- **EXERCISE**
Please extend the forum thread on tarantula and centipede venom below, picking up right after its last sentence.

*** EXCERPTED PASSAGE Section Begins ***

Discussion in 'Tarantula Questions & Discussions' started by Draiman, Jun 12, 2008.

  1. Draiman

    Draiman Arachnoking

    Hello. Maybe this should have been posted in the Myriapods section but since this concerns tarantulas as well I thought I'd post here.

    I want to find out how similar tarantula venom is to centipede (specifically, Scolopendrid) venom, because I've been bitten by tarantulas before with very mild effects (localised pain, localised swelling; all symptoms disappeared in 24 hours). I haven't been bitten by a centipede, but I do own 4 large centipedes, and I don't want to find out the hard way that I am allergic to their venom. In short, I want to know if tarantula venom is similar to centipede venom; and if it is, then since I have had no allergic reaction to tarantula bites, I shouldn't have an allergic reaction to a centipede bite as well.

    Thanks in advance.
  2. Venom

    Venom Arachnoprince Old Timer

    I would not expect any significant similarity.

    Centipede venom is completely different in effect and composition than tarantula venoms. Scolopendra centipedes ( such as S. heros ) are known to have cytotoxic compounds which can cause dermonecrosis--unlike any known tarantula. They also affect the nervous system in different ways than most tarantulas, causing an inordinate amount of pain. Whereas many tarantula venoms cause numbness and involuntary contractions of the muscles, centipede venom seems to affect humans primarily by stimulating pain receptors.

*** EXCERPTED PASSAGE Section Ends ***
*** EXTRACTED MATERIAL Section Begins ***

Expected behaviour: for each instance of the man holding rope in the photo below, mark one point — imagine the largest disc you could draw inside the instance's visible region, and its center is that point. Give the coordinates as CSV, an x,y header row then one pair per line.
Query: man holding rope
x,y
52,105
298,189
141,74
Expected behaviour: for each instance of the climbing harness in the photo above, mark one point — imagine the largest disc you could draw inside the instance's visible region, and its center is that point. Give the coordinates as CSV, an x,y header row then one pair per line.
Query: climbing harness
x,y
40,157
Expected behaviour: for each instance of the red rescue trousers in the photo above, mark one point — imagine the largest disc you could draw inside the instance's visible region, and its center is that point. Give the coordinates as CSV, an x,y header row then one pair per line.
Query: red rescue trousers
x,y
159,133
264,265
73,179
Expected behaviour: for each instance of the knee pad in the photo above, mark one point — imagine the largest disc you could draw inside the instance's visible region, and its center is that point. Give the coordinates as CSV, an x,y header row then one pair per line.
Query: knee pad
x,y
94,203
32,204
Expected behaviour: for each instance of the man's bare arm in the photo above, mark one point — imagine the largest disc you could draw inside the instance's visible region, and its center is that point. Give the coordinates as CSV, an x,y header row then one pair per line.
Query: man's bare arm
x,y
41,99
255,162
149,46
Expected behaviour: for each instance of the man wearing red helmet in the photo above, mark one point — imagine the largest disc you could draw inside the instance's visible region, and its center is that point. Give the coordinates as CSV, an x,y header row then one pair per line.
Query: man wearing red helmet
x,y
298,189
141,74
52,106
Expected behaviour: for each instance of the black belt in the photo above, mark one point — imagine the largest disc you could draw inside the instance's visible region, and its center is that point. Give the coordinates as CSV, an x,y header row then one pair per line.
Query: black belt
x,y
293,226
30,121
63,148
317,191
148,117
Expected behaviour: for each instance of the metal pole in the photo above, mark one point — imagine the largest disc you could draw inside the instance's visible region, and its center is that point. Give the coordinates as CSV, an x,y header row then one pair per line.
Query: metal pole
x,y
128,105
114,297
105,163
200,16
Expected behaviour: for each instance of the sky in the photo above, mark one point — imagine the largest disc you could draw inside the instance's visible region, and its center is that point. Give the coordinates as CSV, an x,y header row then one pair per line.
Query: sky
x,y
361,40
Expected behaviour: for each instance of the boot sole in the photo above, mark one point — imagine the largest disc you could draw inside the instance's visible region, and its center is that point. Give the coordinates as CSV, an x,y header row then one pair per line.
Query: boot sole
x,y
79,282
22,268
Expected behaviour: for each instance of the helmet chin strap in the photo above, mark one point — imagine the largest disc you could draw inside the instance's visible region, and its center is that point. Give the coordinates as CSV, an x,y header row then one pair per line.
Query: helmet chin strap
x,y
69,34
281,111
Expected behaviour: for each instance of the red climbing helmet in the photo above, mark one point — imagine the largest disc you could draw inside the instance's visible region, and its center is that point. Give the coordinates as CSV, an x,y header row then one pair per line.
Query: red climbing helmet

*** EXTRACTED MATERIAL Section Ends ***

- **THE ANSWER**
    Tarantula venom is hypoallergenic only because the toxins are composed of peptides, and not proteins. Peptides are a smaller molecule that are much harder for the immune system to detect and therefore react to. Centipede venom, however, is a combination of peptides and proteins, so that there are compounds in the venom which it would be possible to become allergic to. It is unlikely that you are already allergic, as there is no reason to believe you have been exposed to the compound. Usually, the first bite "sensitizes" you to the venom, and each successive bite provokes a worse, and worse immune reaction. However, it is still possible to have a reaction on the first bite. Don't count on being allergy-proofed with centipede venom.

    Allergy generally isn't the concern when dealing with Scolopendrid venom, as the stuff is plenty bad enough without any allergies. Just read the Scolopendra subspinipes thread in the Bite Reports forum.
  3. There's no way we can tell you if you'll be allergic to a certain animal. Being allergic to nuts doesn't tell you if you'll be allergic to shellfish. I know a guy that's allergic to bees but not wasps or hornets.
  4. deathfingers66

    deathfingers66 Arachnosquire

    10 years in the hobby and 100's of tarantulas owned, never bitten yet, but I can tell you this, I would rather get bitten by a tarantula, then a centipede any day. I also saw some stuff on, animal planet(who knows if it was true to fact) , about a guy who got bit by a pede, said he even lost his vision, for awhile and his hearing was messed up, that was just two of the symptoms, buggin with Ruud wont even handle pedes anymore after, getting tagged by one, he said he had paralysis in one of his arms.Granted getting bit by either, could be the worst day, or days of your life.
  5. Draiman

    Draiman Arachnoking

    Thank you for this comprehensive answer! Now I'm seriously reconsidering handling my Sc. subspinipes mutilans ever again.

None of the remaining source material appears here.